> [TEXT BLOCK]:
::::
When we started, I had little to no experience at the time. The road to a green thumb came with a graveyards of plants behind me ☠. I wanted to do things cheap, sustainably, and of course we wanted the nutrition. I ended up finding a book on the topic, and followed a formula to have a fresh salad every single day.
I bought some aluminum backing pans, seeds, and soil. I put soil in the pan, put the seeds on top of the soil, did a light watering, and put a soaked paper towel on top of those greens 👨🌾. I then as instructed put them in a dark place for 4 days and completely ignored them. (Pro Tip: Don’t do this in a kitchen cabinet consistently unless you want some water damage.)
It worked 🏆! Our first greens started pushing the paper towel up as you can see below. Those greens were probably 3-4 days old at the time. After that, I simply put them in the light for another 3-4 days.
After the first batch, we had our first fresh microgreen salad. We were hooked. We started planting, and harvesting microgreens every day to make sure we can get a fresh salad every day. Below you can see we had the far greens ready for harvest, and the closer ones probably had a few days before we would cut them. It was an endless cycle.
We reused the soil in each container a few times, then I would put the waste into a vermicomposter where I would have worms create new soil for me to use in the future (outside garden soil, I was NOT great at vermicomposting and we had pests). My tomatoes were happy.
::::
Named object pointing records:

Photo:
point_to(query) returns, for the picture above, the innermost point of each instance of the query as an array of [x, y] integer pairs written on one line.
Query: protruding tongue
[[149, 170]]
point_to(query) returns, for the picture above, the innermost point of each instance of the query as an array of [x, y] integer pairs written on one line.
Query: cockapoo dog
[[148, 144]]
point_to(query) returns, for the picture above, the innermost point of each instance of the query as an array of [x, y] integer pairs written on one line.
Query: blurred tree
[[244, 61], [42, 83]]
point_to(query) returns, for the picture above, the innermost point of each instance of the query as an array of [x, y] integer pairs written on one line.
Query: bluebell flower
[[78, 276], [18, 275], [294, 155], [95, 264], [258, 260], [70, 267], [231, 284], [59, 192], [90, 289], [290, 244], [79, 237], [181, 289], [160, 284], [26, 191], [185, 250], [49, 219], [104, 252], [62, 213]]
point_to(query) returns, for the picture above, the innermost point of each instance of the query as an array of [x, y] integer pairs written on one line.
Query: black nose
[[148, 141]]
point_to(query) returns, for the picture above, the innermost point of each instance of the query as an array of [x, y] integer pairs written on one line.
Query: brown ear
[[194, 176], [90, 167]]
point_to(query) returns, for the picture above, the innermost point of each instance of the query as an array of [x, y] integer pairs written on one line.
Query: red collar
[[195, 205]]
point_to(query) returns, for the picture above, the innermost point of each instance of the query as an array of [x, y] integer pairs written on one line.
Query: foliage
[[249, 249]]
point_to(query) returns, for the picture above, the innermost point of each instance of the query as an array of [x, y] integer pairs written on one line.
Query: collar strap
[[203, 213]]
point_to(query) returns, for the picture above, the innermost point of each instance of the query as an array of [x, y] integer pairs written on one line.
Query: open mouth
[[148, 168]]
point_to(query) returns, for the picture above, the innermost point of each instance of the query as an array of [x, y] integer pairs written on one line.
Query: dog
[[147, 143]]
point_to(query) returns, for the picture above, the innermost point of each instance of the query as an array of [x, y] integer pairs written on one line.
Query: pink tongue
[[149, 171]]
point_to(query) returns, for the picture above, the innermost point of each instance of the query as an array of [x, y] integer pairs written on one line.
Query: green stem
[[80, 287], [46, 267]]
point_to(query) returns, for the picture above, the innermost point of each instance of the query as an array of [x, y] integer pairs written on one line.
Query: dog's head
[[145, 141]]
::::
Answer these questions from the microgreens text:
1. How many days were the seeded pans left in a dark place?
2. What material was laid over the greens after the light watering?
3. Where did the used soil go once it had been reused a few times?
The records have no role in what is asked here.

1. 4 days
2. A soaked paper towel
3. Into a vermicomposter